> [Problem description]: Extract the line that contains "of grass field." and every line after it to the end of the records below, exactly as written and nothing else.

(Records contained in a dataset)

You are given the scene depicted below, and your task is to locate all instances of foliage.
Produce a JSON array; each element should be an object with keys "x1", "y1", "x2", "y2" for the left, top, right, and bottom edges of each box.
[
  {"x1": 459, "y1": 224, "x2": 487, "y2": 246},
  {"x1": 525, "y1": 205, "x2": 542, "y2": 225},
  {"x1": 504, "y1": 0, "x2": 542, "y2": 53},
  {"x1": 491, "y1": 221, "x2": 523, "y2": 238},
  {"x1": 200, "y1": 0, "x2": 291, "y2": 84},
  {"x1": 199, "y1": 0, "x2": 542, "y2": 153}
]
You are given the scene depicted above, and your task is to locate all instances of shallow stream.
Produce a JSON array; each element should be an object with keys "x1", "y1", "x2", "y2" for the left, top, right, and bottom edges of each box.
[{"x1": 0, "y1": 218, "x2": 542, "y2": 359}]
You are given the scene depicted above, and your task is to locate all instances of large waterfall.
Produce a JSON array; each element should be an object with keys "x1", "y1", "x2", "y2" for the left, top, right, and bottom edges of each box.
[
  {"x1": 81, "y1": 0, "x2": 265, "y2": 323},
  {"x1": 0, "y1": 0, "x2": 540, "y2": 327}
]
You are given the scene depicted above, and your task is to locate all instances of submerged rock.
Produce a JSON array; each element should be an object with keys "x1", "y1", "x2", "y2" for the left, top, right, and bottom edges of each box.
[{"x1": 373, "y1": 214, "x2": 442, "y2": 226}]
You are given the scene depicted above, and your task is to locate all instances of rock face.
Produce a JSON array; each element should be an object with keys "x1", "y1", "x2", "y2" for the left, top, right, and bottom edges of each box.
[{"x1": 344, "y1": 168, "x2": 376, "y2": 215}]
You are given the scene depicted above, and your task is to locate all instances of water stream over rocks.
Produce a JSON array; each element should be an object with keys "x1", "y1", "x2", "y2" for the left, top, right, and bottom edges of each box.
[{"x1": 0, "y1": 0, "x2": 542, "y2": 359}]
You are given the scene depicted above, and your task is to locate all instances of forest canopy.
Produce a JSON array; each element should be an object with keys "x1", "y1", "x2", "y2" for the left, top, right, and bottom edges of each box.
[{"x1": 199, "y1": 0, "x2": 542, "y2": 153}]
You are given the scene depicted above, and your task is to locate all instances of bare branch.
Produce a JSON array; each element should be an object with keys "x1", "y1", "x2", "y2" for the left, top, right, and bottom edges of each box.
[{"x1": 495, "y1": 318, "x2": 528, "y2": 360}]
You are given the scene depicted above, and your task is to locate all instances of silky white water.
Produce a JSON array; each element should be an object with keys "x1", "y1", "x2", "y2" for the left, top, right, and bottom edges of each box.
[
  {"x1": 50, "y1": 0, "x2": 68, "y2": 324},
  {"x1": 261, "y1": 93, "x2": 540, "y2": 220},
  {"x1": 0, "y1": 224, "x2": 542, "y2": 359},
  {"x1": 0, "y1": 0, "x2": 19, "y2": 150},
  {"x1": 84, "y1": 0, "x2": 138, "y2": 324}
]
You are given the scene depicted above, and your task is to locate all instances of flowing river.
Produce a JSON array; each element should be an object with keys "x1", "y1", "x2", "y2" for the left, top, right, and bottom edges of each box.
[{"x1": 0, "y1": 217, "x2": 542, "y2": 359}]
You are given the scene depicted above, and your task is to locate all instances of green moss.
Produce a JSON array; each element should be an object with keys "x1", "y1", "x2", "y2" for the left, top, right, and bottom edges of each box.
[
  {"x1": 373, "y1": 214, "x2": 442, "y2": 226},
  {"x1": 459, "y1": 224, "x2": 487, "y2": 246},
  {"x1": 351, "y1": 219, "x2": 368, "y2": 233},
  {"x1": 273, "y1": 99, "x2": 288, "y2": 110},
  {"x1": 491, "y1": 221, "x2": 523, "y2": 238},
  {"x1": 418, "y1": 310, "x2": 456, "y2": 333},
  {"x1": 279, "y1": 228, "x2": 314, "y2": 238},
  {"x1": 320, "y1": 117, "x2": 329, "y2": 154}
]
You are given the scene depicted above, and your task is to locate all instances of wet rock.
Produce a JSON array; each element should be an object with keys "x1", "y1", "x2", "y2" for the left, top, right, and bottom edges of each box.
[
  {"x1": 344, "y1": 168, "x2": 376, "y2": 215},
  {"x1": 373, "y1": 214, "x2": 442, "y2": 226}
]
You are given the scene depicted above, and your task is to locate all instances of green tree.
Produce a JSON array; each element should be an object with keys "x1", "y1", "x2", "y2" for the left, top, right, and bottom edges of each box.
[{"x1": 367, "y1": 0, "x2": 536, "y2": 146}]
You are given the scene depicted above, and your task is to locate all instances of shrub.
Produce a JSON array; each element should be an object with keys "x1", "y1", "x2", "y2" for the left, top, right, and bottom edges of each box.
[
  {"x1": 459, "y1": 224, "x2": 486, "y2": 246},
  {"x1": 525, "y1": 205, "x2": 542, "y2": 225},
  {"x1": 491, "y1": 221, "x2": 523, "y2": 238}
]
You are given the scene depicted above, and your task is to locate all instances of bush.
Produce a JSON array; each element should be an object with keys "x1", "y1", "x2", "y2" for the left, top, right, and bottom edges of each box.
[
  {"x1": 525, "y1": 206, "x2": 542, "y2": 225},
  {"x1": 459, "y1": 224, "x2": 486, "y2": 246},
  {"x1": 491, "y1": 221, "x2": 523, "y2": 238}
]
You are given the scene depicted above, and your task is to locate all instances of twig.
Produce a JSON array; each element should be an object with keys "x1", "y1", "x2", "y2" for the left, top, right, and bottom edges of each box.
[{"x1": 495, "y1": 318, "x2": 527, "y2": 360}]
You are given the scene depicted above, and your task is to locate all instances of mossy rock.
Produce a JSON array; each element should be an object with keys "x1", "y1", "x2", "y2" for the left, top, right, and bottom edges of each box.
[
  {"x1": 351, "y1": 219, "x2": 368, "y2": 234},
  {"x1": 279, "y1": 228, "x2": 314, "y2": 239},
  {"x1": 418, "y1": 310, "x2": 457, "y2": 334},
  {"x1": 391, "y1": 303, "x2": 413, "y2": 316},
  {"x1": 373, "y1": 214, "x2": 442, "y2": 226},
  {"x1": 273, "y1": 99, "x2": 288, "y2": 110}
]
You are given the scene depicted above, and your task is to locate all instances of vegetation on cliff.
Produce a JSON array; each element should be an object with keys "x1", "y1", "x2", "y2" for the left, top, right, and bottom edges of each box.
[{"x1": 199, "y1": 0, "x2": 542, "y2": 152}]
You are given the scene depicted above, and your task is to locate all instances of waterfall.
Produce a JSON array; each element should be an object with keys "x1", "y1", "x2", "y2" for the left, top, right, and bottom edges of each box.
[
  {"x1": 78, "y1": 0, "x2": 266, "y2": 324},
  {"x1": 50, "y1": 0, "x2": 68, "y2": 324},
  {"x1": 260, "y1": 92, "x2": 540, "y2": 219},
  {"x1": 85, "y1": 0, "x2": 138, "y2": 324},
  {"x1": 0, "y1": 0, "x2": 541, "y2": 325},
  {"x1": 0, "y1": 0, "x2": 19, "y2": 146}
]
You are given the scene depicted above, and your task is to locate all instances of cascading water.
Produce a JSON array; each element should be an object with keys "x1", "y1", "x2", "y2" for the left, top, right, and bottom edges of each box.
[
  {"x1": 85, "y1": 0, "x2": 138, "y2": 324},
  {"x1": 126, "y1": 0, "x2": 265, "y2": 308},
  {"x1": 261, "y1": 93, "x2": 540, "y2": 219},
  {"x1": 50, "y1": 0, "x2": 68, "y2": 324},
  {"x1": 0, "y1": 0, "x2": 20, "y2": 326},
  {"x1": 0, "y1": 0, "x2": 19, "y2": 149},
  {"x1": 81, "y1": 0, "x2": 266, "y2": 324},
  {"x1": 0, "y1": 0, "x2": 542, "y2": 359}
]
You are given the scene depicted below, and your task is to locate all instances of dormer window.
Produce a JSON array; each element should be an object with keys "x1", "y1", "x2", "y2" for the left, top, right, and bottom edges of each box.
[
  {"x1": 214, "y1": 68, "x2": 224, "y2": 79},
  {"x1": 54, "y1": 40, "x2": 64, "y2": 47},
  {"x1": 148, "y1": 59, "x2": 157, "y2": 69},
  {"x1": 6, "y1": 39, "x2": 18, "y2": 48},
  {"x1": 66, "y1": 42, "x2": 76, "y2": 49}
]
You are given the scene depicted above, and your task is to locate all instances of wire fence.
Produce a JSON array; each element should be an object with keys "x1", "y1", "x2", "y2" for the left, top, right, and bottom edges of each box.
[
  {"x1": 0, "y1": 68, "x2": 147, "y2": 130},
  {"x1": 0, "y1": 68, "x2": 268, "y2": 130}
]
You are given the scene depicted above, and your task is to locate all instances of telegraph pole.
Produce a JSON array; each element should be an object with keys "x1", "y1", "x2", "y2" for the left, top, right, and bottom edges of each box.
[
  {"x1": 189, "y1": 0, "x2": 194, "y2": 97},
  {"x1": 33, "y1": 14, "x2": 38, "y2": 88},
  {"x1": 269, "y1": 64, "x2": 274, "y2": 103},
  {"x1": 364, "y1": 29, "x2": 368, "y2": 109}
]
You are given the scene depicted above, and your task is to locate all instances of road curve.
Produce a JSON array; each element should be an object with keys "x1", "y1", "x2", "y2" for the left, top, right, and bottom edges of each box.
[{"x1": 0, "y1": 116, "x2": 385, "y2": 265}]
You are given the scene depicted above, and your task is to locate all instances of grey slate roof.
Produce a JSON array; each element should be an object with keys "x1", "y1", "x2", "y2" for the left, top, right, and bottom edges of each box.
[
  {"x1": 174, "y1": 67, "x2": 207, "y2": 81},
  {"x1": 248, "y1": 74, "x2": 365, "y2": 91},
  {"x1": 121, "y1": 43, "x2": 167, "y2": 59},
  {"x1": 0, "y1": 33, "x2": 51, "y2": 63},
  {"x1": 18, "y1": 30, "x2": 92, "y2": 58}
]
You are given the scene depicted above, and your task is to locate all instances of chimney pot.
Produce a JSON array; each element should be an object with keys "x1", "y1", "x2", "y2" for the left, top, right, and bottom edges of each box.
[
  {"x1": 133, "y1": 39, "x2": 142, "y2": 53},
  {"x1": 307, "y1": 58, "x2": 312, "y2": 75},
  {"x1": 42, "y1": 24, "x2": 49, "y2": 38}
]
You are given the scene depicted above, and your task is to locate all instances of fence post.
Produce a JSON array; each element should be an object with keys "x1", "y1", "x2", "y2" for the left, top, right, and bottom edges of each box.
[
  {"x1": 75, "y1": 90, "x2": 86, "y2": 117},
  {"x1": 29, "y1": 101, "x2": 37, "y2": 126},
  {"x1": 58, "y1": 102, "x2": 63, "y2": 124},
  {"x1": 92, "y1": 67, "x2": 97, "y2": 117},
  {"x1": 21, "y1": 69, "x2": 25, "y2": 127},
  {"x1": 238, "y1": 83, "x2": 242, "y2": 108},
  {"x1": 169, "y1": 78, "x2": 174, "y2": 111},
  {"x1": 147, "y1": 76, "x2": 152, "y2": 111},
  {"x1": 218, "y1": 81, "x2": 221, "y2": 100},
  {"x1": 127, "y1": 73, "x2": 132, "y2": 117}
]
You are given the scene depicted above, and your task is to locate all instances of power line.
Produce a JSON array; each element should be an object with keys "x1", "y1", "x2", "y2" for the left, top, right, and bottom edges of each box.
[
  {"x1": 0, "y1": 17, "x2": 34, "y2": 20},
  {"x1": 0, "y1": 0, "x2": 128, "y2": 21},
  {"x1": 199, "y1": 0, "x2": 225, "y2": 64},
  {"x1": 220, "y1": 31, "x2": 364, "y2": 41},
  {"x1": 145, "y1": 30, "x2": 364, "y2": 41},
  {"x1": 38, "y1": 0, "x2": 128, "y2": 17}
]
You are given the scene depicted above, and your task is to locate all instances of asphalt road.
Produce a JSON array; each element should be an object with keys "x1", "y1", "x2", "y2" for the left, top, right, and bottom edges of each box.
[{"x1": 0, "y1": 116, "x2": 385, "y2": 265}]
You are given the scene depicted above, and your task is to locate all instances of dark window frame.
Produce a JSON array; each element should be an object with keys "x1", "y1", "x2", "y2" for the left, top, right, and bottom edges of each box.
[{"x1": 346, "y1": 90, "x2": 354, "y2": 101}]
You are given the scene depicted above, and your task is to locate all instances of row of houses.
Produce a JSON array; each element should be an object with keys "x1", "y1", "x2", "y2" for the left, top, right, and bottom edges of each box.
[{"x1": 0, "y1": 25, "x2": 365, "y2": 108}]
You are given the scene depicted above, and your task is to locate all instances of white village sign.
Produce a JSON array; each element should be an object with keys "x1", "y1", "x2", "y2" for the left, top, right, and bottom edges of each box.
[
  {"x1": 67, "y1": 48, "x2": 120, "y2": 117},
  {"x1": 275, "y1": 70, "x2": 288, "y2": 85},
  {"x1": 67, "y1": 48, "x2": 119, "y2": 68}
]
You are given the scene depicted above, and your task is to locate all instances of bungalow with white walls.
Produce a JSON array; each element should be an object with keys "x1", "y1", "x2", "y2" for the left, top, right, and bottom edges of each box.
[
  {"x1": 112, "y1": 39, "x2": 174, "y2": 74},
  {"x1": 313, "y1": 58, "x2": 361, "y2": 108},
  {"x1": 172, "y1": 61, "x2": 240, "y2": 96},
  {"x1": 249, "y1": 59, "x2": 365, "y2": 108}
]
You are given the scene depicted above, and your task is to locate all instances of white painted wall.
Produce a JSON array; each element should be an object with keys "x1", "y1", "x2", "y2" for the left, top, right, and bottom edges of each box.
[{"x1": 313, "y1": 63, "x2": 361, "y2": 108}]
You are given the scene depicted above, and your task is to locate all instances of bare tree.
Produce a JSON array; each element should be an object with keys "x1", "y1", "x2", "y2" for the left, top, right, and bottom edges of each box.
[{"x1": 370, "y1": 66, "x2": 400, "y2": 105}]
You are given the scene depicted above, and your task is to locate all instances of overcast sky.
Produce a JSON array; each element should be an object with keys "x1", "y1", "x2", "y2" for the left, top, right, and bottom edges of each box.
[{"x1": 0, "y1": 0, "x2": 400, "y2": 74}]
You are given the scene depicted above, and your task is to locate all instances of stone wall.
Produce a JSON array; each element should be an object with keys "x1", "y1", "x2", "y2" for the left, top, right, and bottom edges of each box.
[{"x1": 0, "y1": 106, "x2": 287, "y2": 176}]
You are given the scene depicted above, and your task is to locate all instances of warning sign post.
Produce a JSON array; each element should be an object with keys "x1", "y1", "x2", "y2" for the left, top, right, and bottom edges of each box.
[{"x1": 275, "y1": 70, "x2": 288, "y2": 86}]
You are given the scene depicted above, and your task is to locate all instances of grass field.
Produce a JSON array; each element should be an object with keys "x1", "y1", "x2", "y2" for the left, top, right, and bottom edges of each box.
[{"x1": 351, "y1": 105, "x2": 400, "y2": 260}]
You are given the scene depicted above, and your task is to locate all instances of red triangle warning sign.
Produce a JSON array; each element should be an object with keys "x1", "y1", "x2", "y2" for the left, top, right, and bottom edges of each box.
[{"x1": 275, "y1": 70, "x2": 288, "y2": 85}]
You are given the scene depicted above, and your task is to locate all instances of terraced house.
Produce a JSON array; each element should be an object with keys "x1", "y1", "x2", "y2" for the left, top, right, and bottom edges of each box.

> [Correct answer]:
You are given the scene depicted above, and your task is to locate all instances of grass field.
Produce a JSON array; each element should be an object with keys "x1", "y1", "x2", "y2" for the left, top, right, and bottom edges of each box.
[{"x1": 351, "y1": 105, "x2": 400, "y2": 260}]
You are given the scene depicted above, and your task is to locate all instances of red triangle warning sign.
Produce a JSON array; each element should be an object with keys "x1", "y1", "x2", "y2" for the left, top, right, and bottom edges of each box.
[{"x1": 275, "y1": 70, "x2": 288, "y2": 85}]
You are given the scene depicted above, and your task is to locate all instances of terraced house.
Produce a JSON array; each element should be an object with keys "x1", "y1", "x2", "y2" for the left, top, right, and bottom edges of each box.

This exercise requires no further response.